**DATASET CONTENT:**
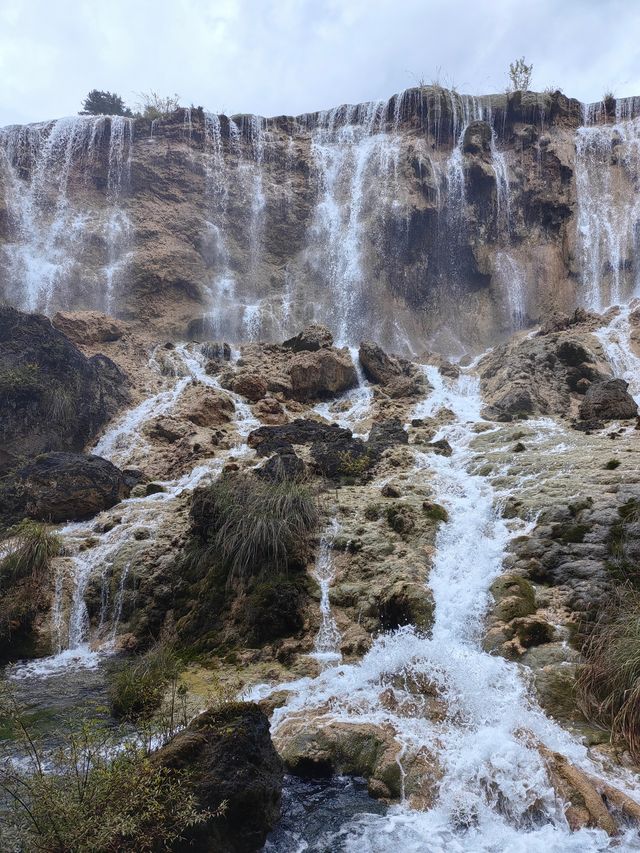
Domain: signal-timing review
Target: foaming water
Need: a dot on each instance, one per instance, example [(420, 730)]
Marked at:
[(70, 622), (615, 338), (352, 410), (495, 794), (327, 644)]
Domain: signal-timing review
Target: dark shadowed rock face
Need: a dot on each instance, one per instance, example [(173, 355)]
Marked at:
[(311, 338), (608, 401), (63, 487), (52, 397), (229, 756)]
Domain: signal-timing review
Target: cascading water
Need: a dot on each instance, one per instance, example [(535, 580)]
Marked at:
[(494, 793), (607, 177), (326, 648), (120, 444), (65, 247)]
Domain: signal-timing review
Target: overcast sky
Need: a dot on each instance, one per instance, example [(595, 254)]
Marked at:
[(292, 56)]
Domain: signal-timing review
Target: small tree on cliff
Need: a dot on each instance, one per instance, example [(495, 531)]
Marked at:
[(520, 75), (104, 103)]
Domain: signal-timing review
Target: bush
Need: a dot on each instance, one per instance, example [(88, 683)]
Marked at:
[(104, 103), (252, 525), (609, 681), (152, 106), (97, 793), (520, 75)]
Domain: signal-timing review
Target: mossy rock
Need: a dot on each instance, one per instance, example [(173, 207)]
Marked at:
[(514, 596), (401, 518), (434, 511)]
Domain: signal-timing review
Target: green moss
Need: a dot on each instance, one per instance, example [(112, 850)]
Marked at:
[(354, 466), (569, 533), (434, 511)]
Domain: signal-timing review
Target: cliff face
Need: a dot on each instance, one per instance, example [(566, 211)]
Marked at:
[(431, 221)]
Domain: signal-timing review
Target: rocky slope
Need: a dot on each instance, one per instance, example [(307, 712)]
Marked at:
[(433, 217)]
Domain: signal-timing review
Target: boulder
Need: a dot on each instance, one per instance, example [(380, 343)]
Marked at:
[(324, 373), (52, 397), (608, 401), (86, 328), (229, 757), (379, 367), (250, 385), (59, 487), (204, 406), (311, 339)]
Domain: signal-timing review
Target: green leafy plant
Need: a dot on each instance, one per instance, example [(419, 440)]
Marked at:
[(104, 103), (153, 106), (98, 792), (520, 75)]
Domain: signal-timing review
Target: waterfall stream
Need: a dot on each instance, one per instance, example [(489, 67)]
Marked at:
[(495, 793)]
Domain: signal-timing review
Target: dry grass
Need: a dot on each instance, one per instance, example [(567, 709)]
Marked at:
[(609, 680)]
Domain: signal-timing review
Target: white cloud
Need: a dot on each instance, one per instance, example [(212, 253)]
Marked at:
[(290, 56)]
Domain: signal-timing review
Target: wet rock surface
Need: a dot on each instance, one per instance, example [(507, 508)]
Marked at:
[(58, 487), (52, 397), (230, 759)]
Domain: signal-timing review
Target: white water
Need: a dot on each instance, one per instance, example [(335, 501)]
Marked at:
[(495, 794), (62, 247), (616, 343), (119, 444), (352, 410), (327, 644), (607, 176)]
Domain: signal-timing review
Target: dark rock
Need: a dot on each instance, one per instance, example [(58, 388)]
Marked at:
[(281, 466), (250, 385), (442, 447), (379, 367), (386, 434), (608, 401), (229, 757), (311, 338), (60, 487), (477, 138), (52, 397)]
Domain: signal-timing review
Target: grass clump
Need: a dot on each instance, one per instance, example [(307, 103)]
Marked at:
[(137, 689), (253, 525), (25, 580), (609, 681)]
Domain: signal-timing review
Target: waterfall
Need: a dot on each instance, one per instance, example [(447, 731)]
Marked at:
[(513, 288), (615, 338), (495, 793), (327, 643), (607, 178), (65, 247)]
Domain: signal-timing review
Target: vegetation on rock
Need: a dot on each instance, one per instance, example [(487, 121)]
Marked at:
[(104, 103)]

**WHAT IS REQUIRED:**
Rewrite the stretch of entries above, from their start through the line containing "[(520, 75), (104, 103)]", as a numbered list, omitting blank lines and leaving out the picture.

**ANSWER IN FULL:**
1. Domain: signal-timing review
2. Target: foaming water
3. Need: a dot on each instance, one per instance, example [(420, 730)]
4. Marked at:
5. [(70, 622), (615, 338), (352, 410), (495, 794), (327, 644)]
6. Domain: signal-timing review
7. Target: dark shadowed rock face
8. Need: a dot on each instance, one per instance, example [(173, 355)]
9. Marked at:
10. [(311, 338), (608, 401), (63, 487), (52, 397), (229, 756)]
11. Domain: signal-timing review
12. Target: cascading water
13. Need: a dot on each instance, one per instance, example [(535, 580)]
14. Marked at:
15. [(494, 793), (607, 177), (326, 648), (120, 444), (65, 247)]
16. Domain: signal-timing review
17. Target: overcast sky
18. Need: a dot on each instance, one per instance, example [(595, 254)]
19. Marked at:
20. [(292, 56)]
21. Domain: signal-timing review
22. Target: small tree on cliff
23. Need: a dot on each instance, one per instance, example [(495, 531)]
24. Marked at:
25. [(520, 75), (104, 103)]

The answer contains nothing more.